● WHAT YOU WILL DO:
- a) Condense the paragraph in the text below on alcohol taxes and advertising that begins "New media include cable TV" into a short bulleted list that keeps its main facts.
- b) From the text below on alcohol taxes and advertising, reproduce word for word the part starting with "For a definition" and going on through "and mainstream radio.".

Alcoholic beverages are taxed when withdrawn from their U.S. manufacturer’s or importer’s inventories and shipped to distributors. These are known as taxable withdrawals. Taxable withdrawals are considered a good measure of consumption.
For a definition of this and other technical terms, refer to the glossary on p. 271.
No ban on alcohol advertising currently exists in the United States at the Federal level. Nevertheless, while beer and wine advertisements have proliferated on television and radio, liquor manufacturers have abided by a voluntary ban against broadcast advertising since 1948 until recently. In November 1996, liquor manufacturers formally dropped the voluntary ban on broadcast advertising and began airing advertisements for spirits on cable television and mainstream radio.
New media include cable TV, radio, and the World Wide Web. According to the Center for Media Education, alcohol advertising is increasing on the World Wide Web. Alcohol advertisers have created a number of Web sites that attract visitors in several ways, including friendly virtual bartenders and stories and interactive games which involve the product. Alcohol advertisers also pay search engine companies for key words and for prominent placement (e.g., placement in the first 10 hits on a key word).

● AVAILABLE DATA:
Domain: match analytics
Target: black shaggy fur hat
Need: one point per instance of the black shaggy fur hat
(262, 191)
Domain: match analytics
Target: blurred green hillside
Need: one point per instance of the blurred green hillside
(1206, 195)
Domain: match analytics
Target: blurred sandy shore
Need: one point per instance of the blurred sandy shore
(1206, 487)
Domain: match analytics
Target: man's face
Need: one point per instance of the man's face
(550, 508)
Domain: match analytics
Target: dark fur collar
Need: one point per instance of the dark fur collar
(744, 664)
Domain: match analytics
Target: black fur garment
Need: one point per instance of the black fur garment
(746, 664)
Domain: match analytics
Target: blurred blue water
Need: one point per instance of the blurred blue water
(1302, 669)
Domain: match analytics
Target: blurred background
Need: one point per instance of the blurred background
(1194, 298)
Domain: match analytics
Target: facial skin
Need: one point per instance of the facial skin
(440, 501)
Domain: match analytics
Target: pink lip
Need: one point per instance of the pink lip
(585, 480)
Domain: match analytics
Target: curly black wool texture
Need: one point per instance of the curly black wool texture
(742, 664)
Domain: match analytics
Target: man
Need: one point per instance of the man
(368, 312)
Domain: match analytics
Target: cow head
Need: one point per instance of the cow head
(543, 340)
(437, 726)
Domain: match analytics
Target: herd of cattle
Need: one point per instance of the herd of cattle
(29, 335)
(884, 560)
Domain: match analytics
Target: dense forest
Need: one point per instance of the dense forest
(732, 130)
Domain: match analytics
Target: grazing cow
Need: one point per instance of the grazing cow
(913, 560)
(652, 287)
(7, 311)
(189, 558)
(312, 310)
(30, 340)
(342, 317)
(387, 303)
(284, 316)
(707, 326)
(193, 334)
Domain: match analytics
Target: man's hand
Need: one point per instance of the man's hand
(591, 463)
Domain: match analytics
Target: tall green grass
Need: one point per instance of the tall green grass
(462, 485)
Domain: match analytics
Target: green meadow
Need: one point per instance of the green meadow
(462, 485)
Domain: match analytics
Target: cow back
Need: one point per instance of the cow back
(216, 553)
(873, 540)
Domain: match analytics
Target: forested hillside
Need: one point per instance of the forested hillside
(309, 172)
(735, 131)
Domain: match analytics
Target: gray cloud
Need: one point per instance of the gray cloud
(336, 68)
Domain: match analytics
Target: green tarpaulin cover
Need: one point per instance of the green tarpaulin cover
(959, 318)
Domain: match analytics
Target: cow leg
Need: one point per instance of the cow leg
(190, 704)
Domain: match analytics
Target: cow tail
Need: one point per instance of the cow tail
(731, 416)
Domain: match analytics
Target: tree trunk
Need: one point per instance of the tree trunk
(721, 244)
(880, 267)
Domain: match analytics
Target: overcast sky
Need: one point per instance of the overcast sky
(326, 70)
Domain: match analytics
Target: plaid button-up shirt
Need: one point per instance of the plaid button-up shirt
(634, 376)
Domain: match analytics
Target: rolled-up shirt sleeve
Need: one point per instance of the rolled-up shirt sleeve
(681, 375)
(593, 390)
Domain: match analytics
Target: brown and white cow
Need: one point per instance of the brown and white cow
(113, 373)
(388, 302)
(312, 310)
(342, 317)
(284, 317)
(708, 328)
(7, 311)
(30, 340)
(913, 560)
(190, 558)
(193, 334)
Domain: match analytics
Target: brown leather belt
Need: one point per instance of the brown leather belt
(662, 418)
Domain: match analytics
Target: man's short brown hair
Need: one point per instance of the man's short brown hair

● ANSWERS TO THIS EXERCISE:
- a)
- New media include cable TV, radio, and the World Wide Web.
- The Center for Media Education reports that alcohol advertising on the Web is increasing.
- Alcohol advertisers have built Web sites that draw visitors with friendly virtual bartenders and with stories and interactive games involving the product.
- They also pay search engine companies for key words and for prominent placement, such as a spot in the first 10 hits on a key word.

- b)
For a definition of this and other technical terms, refer to the glossary on p. 271.
No ban on alcohol advertising currently exists in the United States at the Federal level. Nevertheless, while beer and wine advertisements have proliferated on television and radio, liquor manufacturers have abided by a voluntary ban against broadcast advertising since 1948 until recently. In November 1996, liquor manufacturers formally dropped the voluntary ban on broadcast advertising and began airing advertisements for spirits on cable television and mainstream radio.